* begin Provided passage *

In light of the struggle to pass a foreign aid package in Congress, the significance of the war between Russia and Ukraine is being called back into question by U.S. legislators [1]. The economic strain of maintaining support for Ukraine in the war since February 2022 has led to a faltering in the once unwavering support of U.S. legislators. Beyond the very real concern raised by humanitarian issues resulting from the war, some of the far-reaching and global impacts of the conflict have been overlooked by the American public. One such impact is the striking parallels between Russia’s invasion of Ukraine and China’s rhetoric surrounding Taiwan. China still views Taiwan as a renegade province, and President Xi Jinping has made it clear that he sees Taiwan as a centerpiece of China’s rejuvenation and his personal legacy. While there are important differences between the two situations, the similarities should not be overlooked, as it is likely China is taking cues on Taiwan from Russia’s experience in Ukraine. The drawn-out outcome of Russia’s invasion of Ukraine indicates to China the possible outcome of and the international reaction to a forced reunification with Taiwan. Specifically, the U.S. response to the Russia-Ukraine war will be an indicator to China of the potential level of involvement they will take in a hypothetical conflict with Taiwan.

* end Provided passage *
* begin Supplied information *

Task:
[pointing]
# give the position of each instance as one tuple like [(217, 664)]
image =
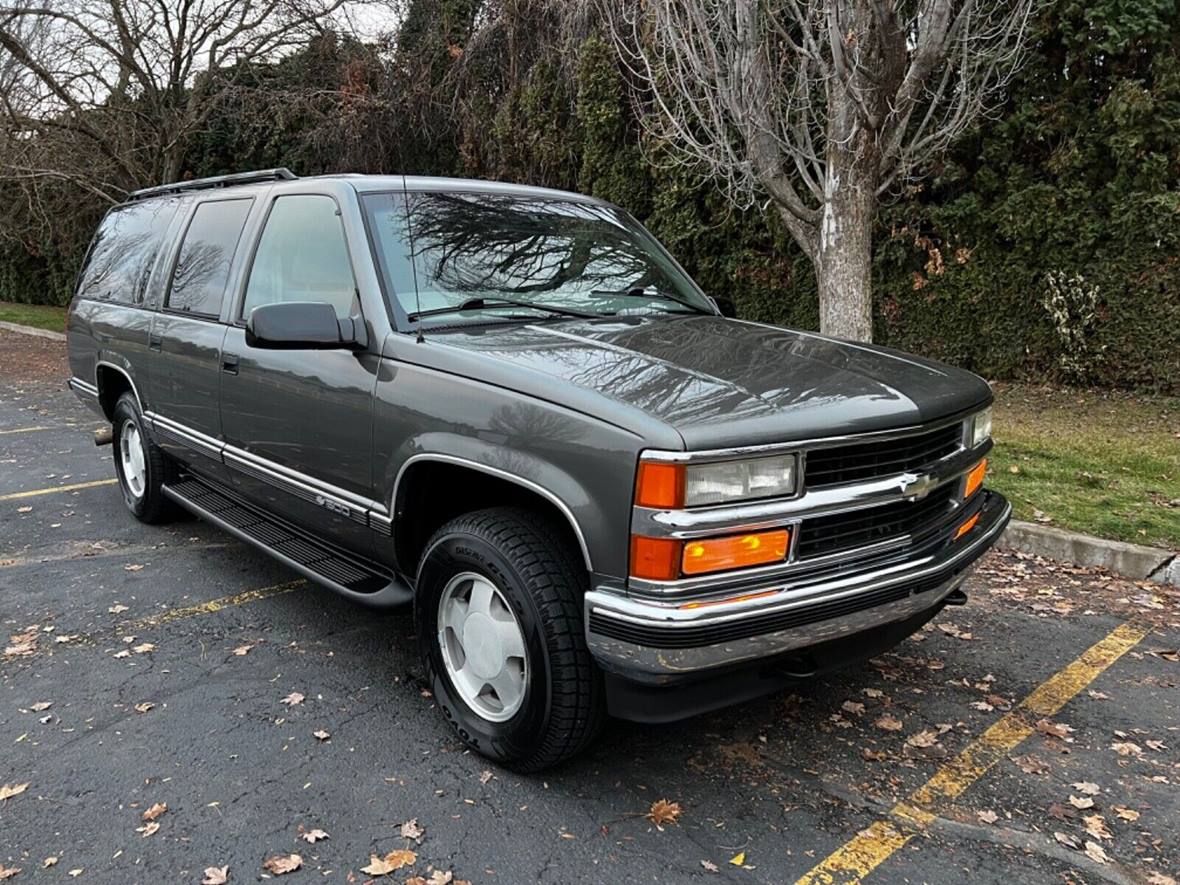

* end Supplied information *

Given exercise.
In the passage on the Russia-Ukraine war and Taiwan, how does China still view Taiwan? The lines aren't needed for anything here.

Exercise solution.
As a renegade province.